■ **PROBLEM STATEMENT**
Your answer must be every line of the data below that holds the string "shoe", copied exactly.

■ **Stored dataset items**
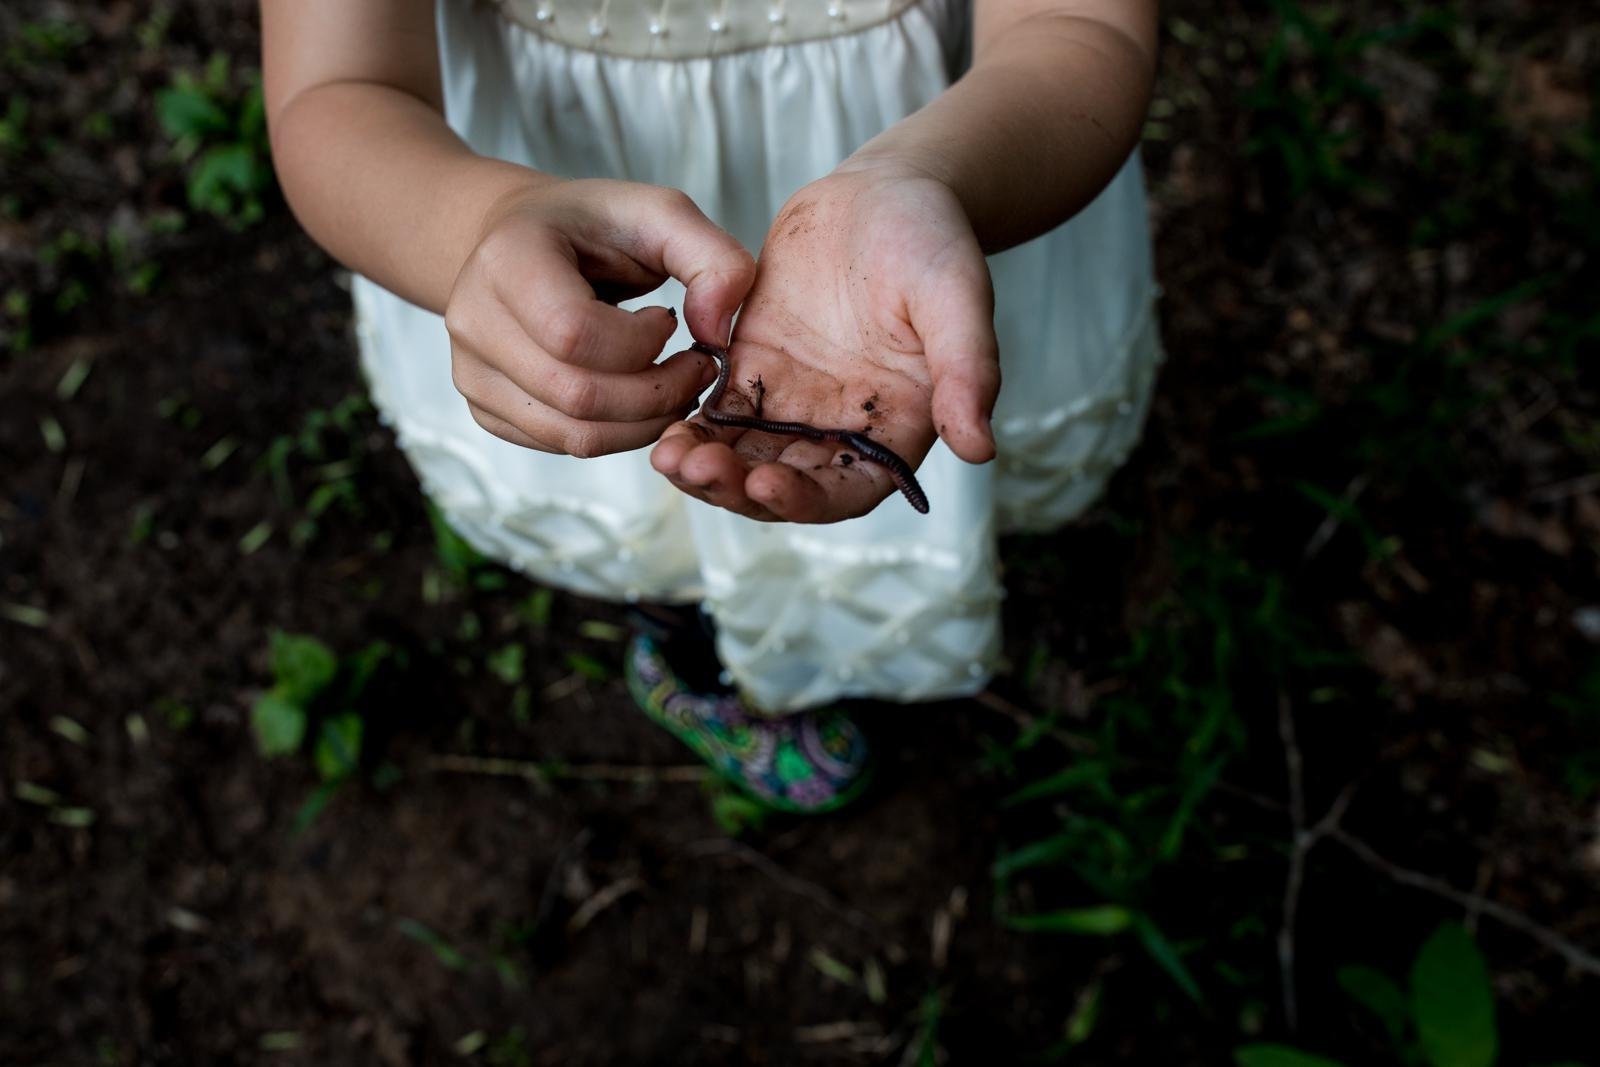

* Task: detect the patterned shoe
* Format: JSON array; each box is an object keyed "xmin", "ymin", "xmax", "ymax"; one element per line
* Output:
[{"xmin": 624, "ymin": 633, "xmax": 872, "ymax": 814}]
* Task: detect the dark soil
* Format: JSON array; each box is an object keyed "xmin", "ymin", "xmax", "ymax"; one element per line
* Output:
[{"xmin": 2, "ymin": 2, "xmax": 1597, "ymax": 1065}]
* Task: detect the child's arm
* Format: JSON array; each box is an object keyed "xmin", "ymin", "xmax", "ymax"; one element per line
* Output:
[
  {"xmin": 842, "ymin": 0, "xmax": 1157, "ymax": 252},
  {"xmin": 262, "ymin": 0, "xmax": 754, "ymax": 457}
]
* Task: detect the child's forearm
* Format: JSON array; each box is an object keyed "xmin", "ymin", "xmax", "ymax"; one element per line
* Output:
[
  {"xmin": 269, "ymin": 82, "xmax": 554, "ymax": 313},
  {"xmin": 843, "ymin": 7, "xmax": 1156, "ymax": 253}
]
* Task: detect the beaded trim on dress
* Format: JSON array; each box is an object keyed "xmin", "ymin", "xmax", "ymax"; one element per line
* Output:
[{"xmin": 490, "ymin": 0, "xmax": 926, "ymax": 59}]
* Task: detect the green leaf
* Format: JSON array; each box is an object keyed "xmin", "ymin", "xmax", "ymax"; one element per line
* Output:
[
  {"xmin": 991, "ymin": 834, "xmax": 1079, "ymax": 878},
  {"xmin": 188, "ymin": 143, "xmax": 267, "ymax": 216},
  {"xmin": 519, "ymin": 588, "xmax": 554, "ymax": 628},
  {"xmin": 1421, "ymin": 274, "xmax": 1555, "ymax": 352},
  {"xmin": 1337, "ymin": 964, "xmax": 1408, "ymax": 1044},
  {"xmin": 155, "ymin": 86, "xmax": 228, "ymax": 139},
  {"xmin": 563, "ymin": 651, "xmax": 610, "ymax": 681},
  {"xmin": 238, "ymin": 82, "xmax": 267, "ymax": 143},
  {"xmin": 710, "ymin": 789, "xmax": 766, "ymax": 836},
  {"xmin": 342, "ymin": 640, "xmax": 395, "ymax": 699},
  {"xmin": 487, "ymin": 643, "xmax": 525, "ymax": 685},
  {"xmin": 251, "ymin": 689, "xmax": 306, "ymax": 756},
  {"xmin": 578, "ymin": 619, "xmax": 626, "ymax": 642},
  {"xmin": 1000, "ymin": 761, "xmax": 1108, "ymax": 807},
  {"xmin": 1234, "ymin": 1044, "xmax": 1349, "ymax": 1067},
  {"xmin": 313, "ymin": 713, "xmax": 363, "ymax": 782},
  {"xmin": 1064, "ymin": 977, "xmax": 1102, "ymax": 1047},
  {"xmin": 806, "ymin": 948, "xmax": 858, "ymax": 986},
  {"xmin": 396, "ymin": 917, "xmax": 471, "ymax": 971},
  {"xmin": 1005, "ymin": 905, "xmax": 1133, "ymax": 935},
  {"xmin": 1410, "ymin": 924, "xmax": 1497, "ymax": 1067},
  {"xmin": 1134, "ymin": 914, "xmax": 1203, "ymax": 1004},
  {"xmin": 290, "ymin": 781, "xmax": 340, "ymax": 835},
  {"xmin": 270, "ymin": 631, "xmax": 337, "ymax": 705},
  {"xmin": 426, "ymin": 501, "xmax": 486, "ymax": 580}
]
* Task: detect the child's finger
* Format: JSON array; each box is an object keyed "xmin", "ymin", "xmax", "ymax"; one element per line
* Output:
[
  {"xmin": 913, "ymin": 263, "xmax": 1001, "ymax": 464},
  {"xmin": 454, "ymin": 294, "xmax": 715, "ymax": 421},
  {"xmin": 478, "ymin": 227, "xmax": 680, "ymax": 374},
  {"xmin": 749, "ymin": 441, "xmax": 893, "ymax": 523},
  {"xmin": 652, "ymin": 435, "xmax": 779, "ymax": 520},
  {"xmin": 461, "ymin": 363, "xmax": 686, "ymax": 457},
  {"xmin": 606, "ymin": 188, "xmax": 757, "ymax": 345}
]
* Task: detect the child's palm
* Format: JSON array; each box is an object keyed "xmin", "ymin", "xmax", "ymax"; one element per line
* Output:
[{"xmin": 652, "ymin": 170, "xmax": 999, "ymax": 523}]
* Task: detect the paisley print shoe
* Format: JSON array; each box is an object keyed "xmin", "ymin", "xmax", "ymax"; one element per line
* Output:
[{"xmin": 624, "ymin": 632, "xmax": 872, "ymax": 814}]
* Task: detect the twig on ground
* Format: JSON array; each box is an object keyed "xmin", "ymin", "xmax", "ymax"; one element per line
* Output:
[
  {"xmin": 1277, "ymin": 692, "xmax": 1308, "ymax": 1034},
  {"xmin": 686, "ymin": 838, "xmax": 880, "ymax": 935},
  {"xmin": 1275, "ymin": 694, "xmax": 1360, "ymax": 1034},
  {"xmin": 793, "ymin": 1022, "xmax": 883, "ymax": 1044},
  {"xmin": 689, "ymin": 906, "xmax": 708, "ymax": 955},
  {"xmin": 426, "ymin": 753, "xmax": 707, "ymax": 786},
  {"xmin": 1529, "ymin": 470, "xmax": 1600, "ymax": 503},
  {"xmin": 1302, "ymin": 473, "xmax": 1369, "ymax": 561},
  {"xmin": 533, "ymin": 829, "xmax": 593, "ymax": 935},
  {"xmin": 1273, "ymin": 694, "xmax": 1600, "ymax": 1022},
  {"xmin": 1330, "ymin": 829, "xmax": 1600, "ymax": 978},
  {"xmin": 566, "ymin": 876, "xmax": 644, "ymax": 935},
  {"xmin": 930, "ymin": 886, "xmax": 969, "ymax": 971}
]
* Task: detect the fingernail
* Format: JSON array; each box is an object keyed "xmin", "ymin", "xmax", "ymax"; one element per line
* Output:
[
  {"xmin": 717, "ymin": 313, "xmax": 733, "ymax": 345},
  {"xmin": 665, "ymin": 305, "xmax": 677, "ymax": 320}
]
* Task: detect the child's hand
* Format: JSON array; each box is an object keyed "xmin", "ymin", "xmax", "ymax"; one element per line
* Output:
[
  {"xmin": 446, "ymin": 179, "xmax": 755, "ymax": 456},
  {"xmin": 651, "ymin": 166, "xmax": 1000, "ymax": 522}
]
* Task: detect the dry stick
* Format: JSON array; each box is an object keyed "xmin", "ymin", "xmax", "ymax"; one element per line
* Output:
[
  {"xmin": 1330, "ymin": 830, "xmax": 1600, "ymax": 978},
  {"xmin": 1302, "ymin": 473, "xmax": 1370, "ymax": 562},
  {"xmin": 1277, "ymin": 692, "xmax": 1308, "ymax": 1034},
  {"xmin": 426, "ymin": 753, "xmax": 707, "ymax": 785},
  {"xmin": 566, "ymin": 876, "xmax": 645, "ymax": 935},
  {"xmin": 1274, "ymin": 700, "xmax": 1600, "ymax": 1013},
  {"xmin": 1529, "ymin": 470, "xmax": 1600, "ymax": 503},
  {"xmin": 1279, "ymin": 693, "xmax": 1375, "ymax": 1033},
  {"xmin": 686, "ymin": 838, "xmax": 880, "ymax": 935}
]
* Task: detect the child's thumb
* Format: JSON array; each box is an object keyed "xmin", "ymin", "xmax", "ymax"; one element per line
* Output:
[
  {"xmin": 919, "ymin": 279, "xmax": 1001, "ymax": 464},
  {"xmin": 627, "ymin": 189, "xmax": 756, "ymax": 346}
]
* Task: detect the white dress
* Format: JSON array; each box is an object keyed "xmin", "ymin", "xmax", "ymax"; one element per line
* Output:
[{"xmin": 353, "ymin": 0, "xmax": 1162, "ymax": 711}]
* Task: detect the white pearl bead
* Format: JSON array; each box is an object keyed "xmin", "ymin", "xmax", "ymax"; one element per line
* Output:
[
  {"xmin": 708, "ymin": 16, "xmax": 725, "ymax": 32},
  {"xmin": 648, "ymin": 19, "xmax": 666, "ymax": 35},
  {"xmin": 767, "ymin": 8, "xmax": 785, "ymax": 22},
  {"xmin": 826, "ymin": 4, "xmax": 843, "ymax": 18},
  {"xmin": 587, "ymin": 16, "xmax": 605, "ymax": 36},
  {"xmin": 533, "ymin": 5, "xmax": 552, "ymax": 21}
]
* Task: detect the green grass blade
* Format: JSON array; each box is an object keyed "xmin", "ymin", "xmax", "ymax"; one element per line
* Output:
[{"xmin": 1005, "ymin": 905, "xmax": 1134, "ymax": 935}]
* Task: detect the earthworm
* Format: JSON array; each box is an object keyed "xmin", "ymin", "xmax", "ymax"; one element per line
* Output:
[{"xmin": 690, "ymin": 341, "xmax": 930, "ymax": 514}]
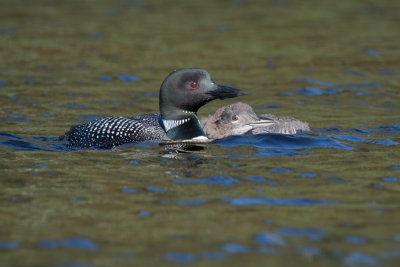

■ **SOLUTION FOR THIS EXERCISE**
* Task: detect the patterned shoe
* Task: detect the paisley print shoe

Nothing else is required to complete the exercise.